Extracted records
──────

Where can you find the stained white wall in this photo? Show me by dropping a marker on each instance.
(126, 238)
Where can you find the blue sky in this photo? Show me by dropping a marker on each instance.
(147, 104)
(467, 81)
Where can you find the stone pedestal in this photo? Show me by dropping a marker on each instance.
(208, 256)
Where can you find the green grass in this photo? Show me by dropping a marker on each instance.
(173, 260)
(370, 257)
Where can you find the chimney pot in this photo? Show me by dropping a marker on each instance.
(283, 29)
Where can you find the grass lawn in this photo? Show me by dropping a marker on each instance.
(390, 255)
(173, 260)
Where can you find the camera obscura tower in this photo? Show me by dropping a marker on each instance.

──────

Stated exercise
Reproduce the data above line for line, without any changes.

Full output
Where can you find the stained white wall in this photo? Show me by dropping a marker on each instance.
(126, 238)
Where can you find the blue sky in this photo? Show me by dropping a marker on each instance.
(147, 104)
(467, 81)
Where can you find the stone pedestal in this photo? Show me by dropping a marker on each instance.
(208, 256)
Where can you find the green grass in this photo? Show me by dropping a marker on each instance.
(173, 260)
(370, 257)
Where can you find the chimney pot in this photo? Show me by dropping a marker on each instance.
(283, 29)
Where can you find the grass lawn in this photo? Show me by dropping a marker on each instance.
(390, 255)
(173, 260)
Where can you find the camera obscura tower in this photo? Show me by dropping a marker on each instance.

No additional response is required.